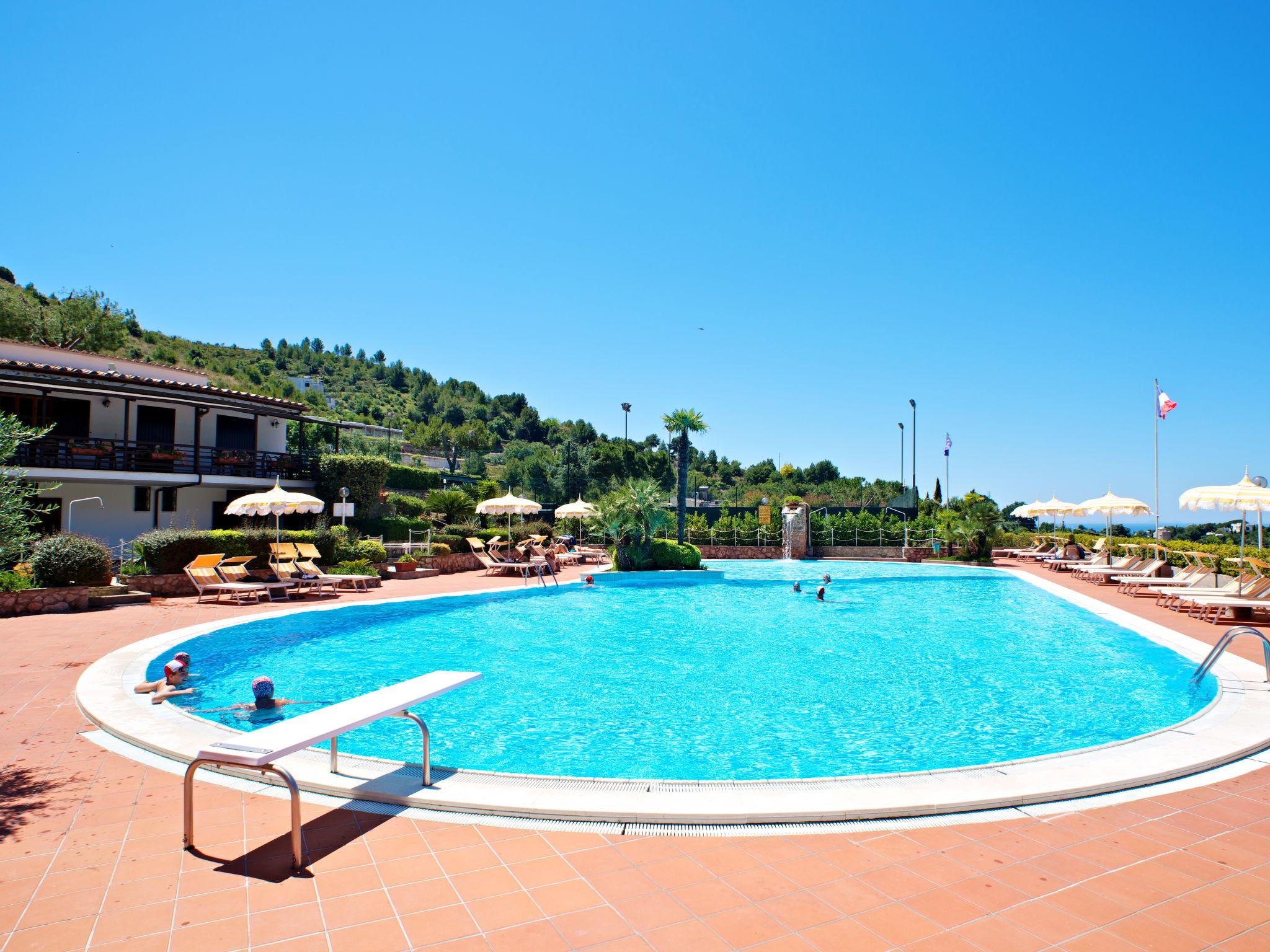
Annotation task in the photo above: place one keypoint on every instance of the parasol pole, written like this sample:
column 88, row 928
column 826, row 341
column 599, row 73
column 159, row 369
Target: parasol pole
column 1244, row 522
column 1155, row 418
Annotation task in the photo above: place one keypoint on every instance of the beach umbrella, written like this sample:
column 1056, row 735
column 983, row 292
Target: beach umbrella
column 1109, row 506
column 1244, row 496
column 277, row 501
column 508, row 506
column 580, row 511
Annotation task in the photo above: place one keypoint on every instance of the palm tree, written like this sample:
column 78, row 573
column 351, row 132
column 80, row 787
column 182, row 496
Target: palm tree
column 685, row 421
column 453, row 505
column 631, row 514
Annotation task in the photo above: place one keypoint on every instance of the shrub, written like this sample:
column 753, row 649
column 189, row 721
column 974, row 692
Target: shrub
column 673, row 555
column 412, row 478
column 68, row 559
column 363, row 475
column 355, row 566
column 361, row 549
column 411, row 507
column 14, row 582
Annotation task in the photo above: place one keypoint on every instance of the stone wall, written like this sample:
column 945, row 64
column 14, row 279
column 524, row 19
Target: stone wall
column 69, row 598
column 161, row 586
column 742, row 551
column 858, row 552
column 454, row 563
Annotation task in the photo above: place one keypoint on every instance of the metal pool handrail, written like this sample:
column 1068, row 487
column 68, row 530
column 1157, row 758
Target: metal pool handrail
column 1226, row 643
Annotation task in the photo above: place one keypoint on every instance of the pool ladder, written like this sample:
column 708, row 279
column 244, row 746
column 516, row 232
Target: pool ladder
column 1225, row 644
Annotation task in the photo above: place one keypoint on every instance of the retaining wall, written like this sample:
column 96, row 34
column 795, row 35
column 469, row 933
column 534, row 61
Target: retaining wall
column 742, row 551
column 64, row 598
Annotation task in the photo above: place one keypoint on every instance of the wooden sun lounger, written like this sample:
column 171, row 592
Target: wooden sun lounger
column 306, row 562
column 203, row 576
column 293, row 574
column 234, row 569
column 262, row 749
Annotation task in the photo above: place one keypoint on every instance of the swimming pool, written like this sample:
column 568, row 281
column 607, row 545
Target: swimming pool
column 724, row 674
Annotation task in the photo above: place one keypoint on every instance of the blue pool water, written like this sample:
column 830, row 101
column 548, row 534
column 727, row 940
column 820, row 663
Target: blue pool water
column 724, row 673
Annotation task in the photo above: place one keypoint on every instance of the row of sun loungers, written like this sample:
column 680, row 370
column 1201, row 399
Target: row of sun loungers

____________________

● **Aim of the task**
In the records above, locate the line that contains "of the pool". Repeat it and every line after it, exactly, and nothing else.

● **Complete output**
Annotation task in the photo above: place one keypoint on every instance of the pool ladder, written like this sample:
column 708, row 279
column 244, row 746
column 516, row 232
Target: pool ladder
column 1225, row 644
Annotation task in the photo above: place one keypoint on every instance of the retaining wall, written like this sample:
column 96, row 34
column 795, row 35
column 469, row 933
column 534, row 61
Target: retaining wall
column 742, row 551
column 64, row 598
Annotation task in the photo above: place one keypoint on every instance of the wooden sun lounger, written like this sample:
column 171, row 592
Target: wooden sun lounger
column 306, row 562
column 203, row 576
column 293, row 574
column 234, row 569
column 262, row 749
Annotation task in the photo above: place one keypoint on every instance of the swimming pool, written like this sample:
column 568, row 281
column 607, row 545
Target: swimming pool
column 724, row 674
Annotation task in the photo above: place one keypoint on every instance of the blue pool water, written like this sample:
column 830, row 101
column 548, row 534
column 727, row 940
column 820, row 663
Target: blue pool water
column 724, row 673
Annotation task in the photo above: place one keypoint on every instance of the row of sun loungers, written like this sample:
column 680, row 370
column 1201, row 399
Target: row of sun loungers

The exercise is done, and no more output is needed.